Problem:
Return each line of the data below unchanged, please.

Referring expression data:
__________

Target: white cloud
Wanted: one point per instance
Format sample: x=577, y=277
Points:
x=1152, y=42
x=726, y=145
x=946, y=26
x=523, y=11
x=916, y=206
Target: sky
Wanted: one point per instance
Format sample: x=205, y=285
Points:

__________

Written reply:
Target: white cloud
Wanted: one point per instance
Format sample: x=577, y=277
Points:
x=1152, y=42
x=726, y=145
x=946, y=26
x=523, y=11
x=916, y=206
Target: sky
Wanted: one point per instance
Format sample: x=205, y=285
Points:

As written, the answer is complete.